### Problem to solve:
Could you write out the material below again, swapping "innermost point" for "most central point" wherever it occurs and leaving everything else untouched?
-------- Data records --------
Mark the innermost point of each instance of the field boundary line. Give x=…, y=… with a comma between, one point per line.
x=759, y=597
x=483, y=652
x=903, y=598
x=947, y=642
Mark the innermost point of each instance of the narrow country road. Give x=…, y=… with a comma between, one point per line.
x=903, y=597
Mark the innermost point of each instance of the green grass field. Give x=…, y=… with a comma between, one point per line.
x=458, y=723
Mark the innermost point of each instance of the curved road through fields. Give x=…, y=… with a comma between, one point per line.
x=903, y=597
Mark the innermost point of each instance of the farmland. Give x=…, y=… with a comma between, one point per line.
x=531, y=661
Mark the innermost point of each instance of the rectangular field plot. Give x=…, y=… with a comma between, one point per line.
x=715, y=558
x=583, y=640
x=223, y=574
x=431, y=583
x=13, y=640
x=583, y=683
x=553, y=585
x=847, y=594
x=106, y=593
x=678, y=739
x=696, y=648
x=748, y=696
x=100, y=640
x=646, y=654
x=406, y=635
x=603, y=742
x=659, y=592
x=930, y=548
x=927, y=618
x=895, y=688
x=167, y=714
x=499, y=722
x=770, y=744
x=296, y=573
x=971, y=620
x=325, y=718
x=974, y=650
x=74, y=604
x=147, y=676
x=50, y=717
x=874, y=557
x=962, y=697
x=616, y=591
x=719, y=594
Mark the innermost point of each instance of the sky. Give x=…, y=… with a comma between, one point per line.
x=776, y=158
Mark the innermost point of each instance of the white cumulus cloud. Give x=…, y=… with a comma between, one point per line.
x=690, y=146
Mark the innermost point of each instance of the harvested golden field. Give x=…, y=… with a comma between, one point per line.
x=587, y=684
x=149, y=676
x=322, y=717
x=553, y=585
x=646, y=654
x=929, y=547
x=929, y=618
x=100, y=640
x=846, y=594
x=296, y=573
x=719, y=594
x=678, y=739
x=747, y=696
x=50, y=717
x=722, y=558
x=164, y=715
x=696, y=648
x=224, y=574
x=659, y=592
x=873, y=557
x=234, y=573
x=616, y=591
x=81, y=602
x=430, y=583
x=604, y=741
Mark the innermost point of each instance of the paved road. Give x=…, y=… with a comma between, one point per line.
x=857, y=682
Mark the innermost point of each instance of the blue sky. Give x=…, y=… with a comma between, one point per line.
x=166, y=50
--------
### Expected output:
Mark the most central point of each instance of the field boundary line. Give x=…, y=… with a comma between, one point per line.
x=759, y=597
x=483, y=652
x=903, y=598
x=947, y=642
Mark the most central point of each instance of the narrow country road. Give x=…, y=… with a comma between, one point per line.
x=903, y=597
Mark the most central point of each instance of the green grass field. Give x=…, y=… with a comma between, one point per line.
x=458, y=723
Mark the most central point of each instance of the curved road through fields. Give x=…, y=… with a comma between, one point per line.
x=903, y=597
Mark the most central point of each instance of the farmland. Give x=…, y=… with a comma between, one point per line.
x=531, y=661
Mark the most central point of each instance of the rectangular field plot. Give x=…, y=… with a comma between, one point per line.
x=715, y=558
x=583, y=640
x=223, y=574
x=431, y=583
x=13, y=640
x=583, y=683
x=553, y=585
x=847, y=594
x=106, y=593
x=678, y=739
x=696, y=648
x=748, y=696
x=100, y=640
x=646, y=654
x=406, y=635
x=603, y=742
x=659, y=592
x=930, y=548
x=927, y=618
x=895, y=688
x=167, y=714
x=499, y=722
x=770, y=744
x=296, y=573
x=971, y=620
x=325, y=718
x=974, y=650
x=74, y=604
x=147, y=676
x=50, y=717
x=874, y=557
x=962, y=697
x=616, y=591
x=719, y=594
Mark the most central point of each instance of the sky. Give x=…, y=… with a comma between, one point per line.
x=776, y=158
Mark the most central point of each instance of the white cumulus cloud. Give x=…, y=… with a comma between, one point per line.
x=690, y=146
Mark the most central point of each instance of the harvested golden field. Give x=…, y=… with a comma between, one point per line.
x=587, y=684
x=149, y=676
x=322, y=717
x=553, y=585
x=646, y=654
x=929, y=547
x=929, y=618
x=100, y=640
x=846, y=594
x=296, y=573
x=719, y=594
x=678, y=739
x=747, y=696
x=50, y=717
x=722, y=558
x=164, y=715
x=696, y=648
x=224, y=574
x=659, y=592
x=873, y=557
x=234, y=573
x=616, y=591
x=81, y=602
x=430, y=583
x=604, y=741
Mark the most central point of each instance of the paved road. Give x=…, y=… with a comma between, one point per line.
x=857, y=682
Mark the most central point of each instance of the blue sky. Give x=…, y=… with a comma between, one point per line.
x=166, y=50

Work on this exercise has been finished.